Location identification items
%%
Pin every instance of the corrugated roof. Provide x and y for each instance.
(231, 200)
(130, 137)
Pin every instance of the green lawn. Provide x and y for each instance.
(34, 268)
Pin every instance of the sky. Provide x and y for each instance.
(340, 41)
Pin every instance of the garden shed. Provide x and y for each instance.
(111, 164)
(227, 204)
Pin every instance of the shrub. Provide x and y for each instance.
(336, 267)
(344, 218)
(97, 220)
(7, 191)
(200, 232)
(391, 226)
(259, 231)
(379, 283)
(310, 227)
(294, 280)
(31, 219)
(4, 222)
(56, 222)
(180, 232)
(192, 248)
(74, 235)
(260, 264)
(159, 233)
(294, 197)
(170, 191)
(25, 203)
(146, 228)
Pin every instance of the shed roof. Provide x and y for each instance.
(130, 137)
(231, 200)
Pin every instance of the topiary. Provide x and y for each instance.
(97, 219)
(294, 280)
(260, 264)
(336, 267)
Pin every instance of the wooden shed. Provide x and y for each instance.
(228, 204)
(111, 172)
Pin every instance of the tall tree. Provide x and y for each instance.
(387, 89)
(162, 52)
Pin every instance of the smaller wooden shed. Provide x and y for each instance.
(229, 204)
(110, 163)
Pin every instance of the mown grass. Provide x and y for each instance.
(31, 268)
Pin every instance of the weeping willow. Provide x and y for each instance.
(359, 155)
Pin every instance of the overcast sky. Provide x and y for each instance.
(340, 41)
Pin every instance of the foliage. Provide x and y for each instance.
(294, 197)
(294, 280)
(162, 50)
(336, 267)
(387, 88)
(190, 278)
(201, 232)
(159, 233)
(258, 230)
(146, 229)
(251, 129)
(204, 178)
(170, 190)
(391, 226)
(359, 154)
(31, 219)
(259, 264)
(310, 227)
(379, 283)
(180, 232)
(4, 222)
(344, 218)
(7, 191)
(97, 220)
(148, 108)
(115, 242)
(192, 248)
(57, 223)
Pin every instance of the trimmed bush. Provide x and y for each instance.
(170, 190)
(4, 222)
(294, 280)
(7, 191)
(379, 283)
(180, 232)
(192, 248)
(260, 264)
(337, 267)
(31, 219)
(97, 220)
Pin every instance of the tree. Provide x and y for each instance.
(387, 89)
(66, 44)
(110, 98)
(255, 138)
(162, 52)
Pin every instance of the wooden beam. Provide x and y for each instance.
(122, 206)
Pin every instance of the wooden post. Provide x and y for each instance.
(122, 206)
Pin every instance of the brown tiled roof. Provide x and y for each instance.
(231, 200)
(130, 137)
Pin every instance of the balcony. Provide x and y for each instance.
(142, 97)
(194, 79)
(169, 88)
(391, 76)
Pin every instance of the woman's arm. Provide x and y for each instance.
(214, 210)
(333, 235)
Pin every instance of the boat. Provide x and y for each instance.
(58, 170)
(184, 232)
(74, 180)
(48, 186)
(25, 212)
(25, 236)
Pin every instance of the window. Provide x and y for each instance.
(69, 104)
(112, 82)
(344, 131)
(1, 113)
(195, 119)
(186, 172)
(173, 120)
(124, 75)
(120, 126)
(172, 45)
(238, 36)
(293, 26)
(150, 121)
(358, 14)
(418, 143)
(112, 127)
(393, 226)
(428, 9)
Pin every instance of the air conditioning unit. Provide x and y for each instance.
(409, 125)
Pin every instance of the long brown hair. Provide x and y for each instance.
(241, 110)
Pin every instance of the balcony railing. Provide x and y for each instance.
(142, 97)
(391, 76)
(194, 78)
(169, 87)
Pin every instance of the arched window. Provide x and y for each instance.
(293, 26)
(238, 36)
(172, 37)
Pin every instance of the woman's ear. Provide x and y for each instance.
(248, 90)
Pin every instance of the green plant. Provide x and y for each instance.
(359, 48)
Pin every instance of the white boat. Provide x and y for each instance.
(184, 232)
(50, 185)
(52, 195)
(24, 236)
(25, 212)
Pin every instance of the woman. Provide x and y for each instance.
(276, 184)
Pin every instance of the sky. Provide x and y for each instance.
%%
• OBJECTIVE: Every entry should be output exactly as written, please.

• RESPONSE:
Pin every instance of the corrugated roof. Provide x and y for each instance.
(231, 200)
(130, 137)
Pin every instance of the green lawn. Provide x and y for each instance.
(34, 268)
Pin every instance of the sky. Provide x and y for each instance.
(340, 41)
Pin every instance of the garden shed. Provide x and y for each instance.
(111, 164)
(227, 204)
Pin every instance of the shrub. Provide x and y for each instance.
(336, 267)
(344, 218)
(97, 220)
(7, 191)
(200, 232)
(391, 226)
(259, 231)
(379, 283)
(310, 227)
(294, 280)
(31, 219)
(4, 222)
(56, 222)
(180, 232)
(192, 248)
(74, 235)
(260, 264)
(159, 233)
(294, 197)
(170, 191)
(25, 203)
(146, 228)
Pin every instance of the shed roof. Provide x and y for each instance.
(130, 137)
(231, 200)
Pin every instance of the topiary. Provide x and y for each instance.
(97, 219)
(294, 280)
(260, 264)
(336, 267)
Pin every instance of the wooden shed. Provide x and y for each instance.
(228, 204)
(111, 172)
Pin every instance of the tall tree. Provide x and y for each instance.
(387, 89)
(162, 52)
Pin every instance of the smaller wooden shed. Provide x and y for each instance.
(229, 204)
(110, 163)
Pin every instance of the mown grass. Provide x and y for each instance.
(31, 268)
Pin every instance of the weeping willow. Provide x and y for each instance.
(359, 155)
Pin every instance of the overcast sky. Provide x and y for each instance.
(340, 41)
Pin every instance of the foliage. Provide x and y for each instance.
(294, 197)
(294, 280)
(162, 50)
(336, 267)
(387, 88)
(190, 278)
(201, 232)
(159, 233)
(258, 230)
(146, 229)
(251, 129)
(204, 178)
(170, 190)
(391, 226)
(359, 154)
(31, 219)
(259, 264)
(310, 227)
(379, 283)
(180, 232)
(4, 222)
(344, 218)
(7, 191)
(97, 220)
(148, 108)
(115, 242)
(192, 248)
(57, 223)
Pin every instance of the trimmed bush. Provide x and y for each instance.
(170, 190)
(4, 222)
(294, 280)
(7, 191)
(379, 283)
(180, 232)
(192, 248)
(260, 264)
(337, 267)
(31, 219)
(97, 220)
Pin every instance of the tree. Provide x and y for each instance.
(387, 89)
(66, 44)
(110, 98)
(255, 138)
(162, 52)
Pin every instance of the wooden beam. Provide x and y for each instance.
(122, 206)
Pin every instance of the wooden post. Provide x and y for each instance.
(122, 206)
Pin every instance of the brown tiled roof. Provide x and y for each instance.
(231, 200)
(130, 137)
Pin every instance of the balcony. Provide x and y for each instance.
(142, 97)
(194, 79)
(169, 88)
(391, 76)
Pin every instance of the woman's arm. Provide x and y for each instance.
(214, 210)
(333, 235)
Pin every instance of the boat. Provide x and y for each instance.
(58, 170)
(184, 232)
(74, 180)
(48, 186)
(25, 212)
(25, 236)
Pin every instance of the window. Provide x and y for each instance.
(69, 104)
(112, 82)
(344, 131)
(1, 113)
(195, 119)
(186, 172)
(173, 120)
(124, 75)
(120, 126)
(172, 45)
(238, 36)
(293, 26)
(150, 121)
(358, 14)
(418, 143)
(112, 127)
(393, 226)
(428, 9)
Pin every instance of the air conditioning unit. Provide x and y for each instance.
(409, 125)
Pin every instance of the long brown hair. Provide x and y for each instance.
(241, 110)
Pin every instance of the balcony railing. Provide x and y for each instance.
(142, 97)
(391, 76)
(194, 78)
(169, 87)
Pin every instance of the arched window. Provide x and y for each instance.
(293, 26)
(238, 36)
(172, 37)
Pin every instance of the woman's ear. Provide x and y for each instance.
(248, 90)
Pin every instance of the green plant. Provide x and y for each instance.
(359, 48)
Pin every instance of the white boat. Provide x and y for each instance.
(184, 232)
(50, 185)
(52, 195)
(24, 236)
(25, 212)
Pin every instance of the woman. Provide x and y for each instance.
(276, 184)
Pin every instance of the sky. Provide x and y for each instance.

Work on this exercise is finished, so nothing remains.